DIRECTIONS: Filter task. Return each line of the material that holds the string "bush".

ENTRIES PROVIDED:
--- --- ---

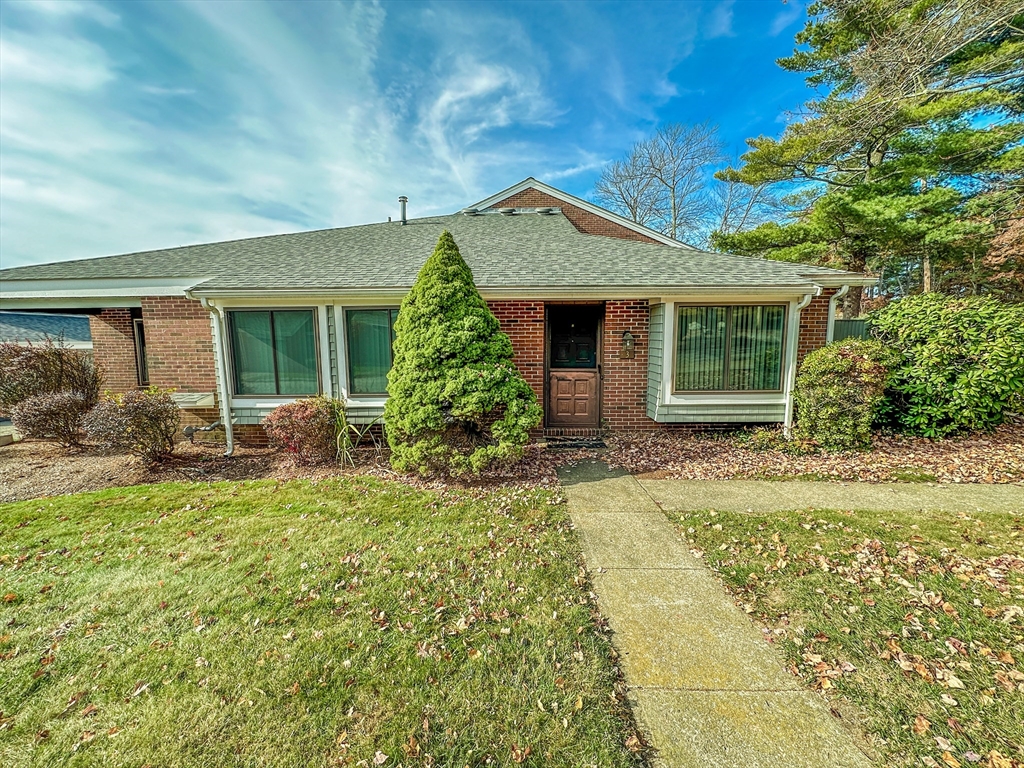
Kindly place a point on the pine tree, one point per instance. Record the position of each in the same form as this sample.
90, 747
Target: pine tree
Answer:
457, 403
912, 160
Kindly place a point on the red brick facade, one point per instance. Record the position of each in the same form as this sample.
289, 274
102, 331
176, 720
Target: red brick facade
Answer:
624, 388
114, 348
523, 322
179, 344
585, 221
180, 352
814, 325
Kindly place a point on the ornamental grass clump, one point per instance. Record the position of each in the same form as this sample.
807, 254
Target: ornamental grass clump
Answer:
143, 422
307, 429
839, 394
457, 403
960, 363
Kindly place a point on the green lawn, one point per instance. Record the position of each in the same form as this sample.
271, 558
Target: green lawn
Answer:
911, 624
301, 624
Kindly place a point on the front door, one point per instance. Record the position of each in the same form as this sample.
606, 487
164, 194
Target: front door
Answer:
573, 370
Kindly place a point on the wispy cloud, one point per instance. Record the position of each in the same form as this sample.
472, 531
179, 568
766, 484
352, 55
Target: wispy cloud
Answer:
720, 20
784, 17
145, 125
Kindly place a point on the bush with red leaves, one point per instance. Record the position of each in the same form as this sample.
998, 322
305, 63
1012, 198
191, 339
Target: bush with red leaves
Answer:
55, 416
307, 429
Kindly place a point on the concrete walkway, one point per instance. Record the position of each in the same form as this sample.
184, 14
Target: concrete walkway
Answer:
707, 688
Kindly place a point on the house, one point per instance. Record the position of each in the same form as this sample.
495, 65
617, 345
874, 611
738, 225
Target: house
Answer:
613, 325
36, 328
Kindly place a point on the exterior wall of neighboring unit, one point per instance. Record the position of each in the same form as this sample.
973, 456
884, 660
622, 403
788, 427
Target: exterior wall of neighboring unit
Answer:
585, 221
814, 325
114, 348
179, 344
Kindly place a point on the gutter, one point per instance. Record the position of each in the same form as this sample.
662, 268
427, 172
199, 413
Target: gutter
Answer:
833, 303
791, 379
223, 397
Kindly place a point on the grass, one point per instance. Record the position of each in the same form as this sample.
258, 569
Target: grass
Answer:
910, 623
336, 623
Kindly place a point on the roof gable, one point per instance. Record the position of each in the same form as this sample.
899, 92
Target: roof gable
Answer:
646, 233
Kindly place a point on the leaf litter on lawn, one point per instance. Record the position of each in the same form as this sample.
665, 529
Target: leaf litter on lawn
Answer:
994, 458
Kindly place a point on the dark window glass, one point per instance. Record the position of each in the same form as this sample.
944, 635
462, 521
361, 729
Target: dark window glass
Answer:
141, 363
370, 334
729, 348
274, 352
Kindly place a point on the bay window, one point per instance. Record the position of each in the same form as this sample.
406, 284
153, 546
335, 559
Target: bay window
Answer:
273, 352
370, 334
729, 348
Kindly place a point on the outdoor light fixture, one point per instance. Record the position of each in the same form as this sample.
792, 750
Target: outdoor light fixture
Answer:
628, 350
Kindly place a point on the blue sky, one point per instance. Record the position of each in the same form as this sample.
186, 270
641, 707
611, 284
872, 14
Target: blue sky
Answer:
132, 126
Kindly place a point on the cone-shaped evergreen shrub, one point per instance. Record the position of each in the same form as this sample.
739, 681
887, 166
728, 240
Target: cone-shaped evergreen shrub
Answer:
456, 401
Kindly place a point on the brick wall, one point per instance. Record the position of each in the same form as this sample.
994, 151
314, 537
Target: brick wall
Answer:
585, 221
179, 344
114, 348
624, 391
814, 325
523, 322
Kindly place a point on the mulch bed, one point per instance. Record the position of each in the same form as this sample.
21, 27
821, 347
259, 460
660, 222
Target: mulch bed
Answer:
32, 469
981, 458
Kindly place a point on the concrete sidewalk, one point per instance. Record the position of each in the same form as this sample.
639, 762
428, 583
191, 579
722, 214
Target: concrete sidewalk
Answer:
707, 688
769, 496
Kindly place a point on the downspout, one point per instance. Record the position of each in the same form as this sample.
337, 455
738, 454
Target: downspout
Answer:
223, 396
833, 303
791, 378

--- --- ---

RESULT FOR THIS EXERCISE:
Kindly place a point on the bush with red leaves, one point per instance. Record the position of each in the same form as this sample.
Target: bush with red leaves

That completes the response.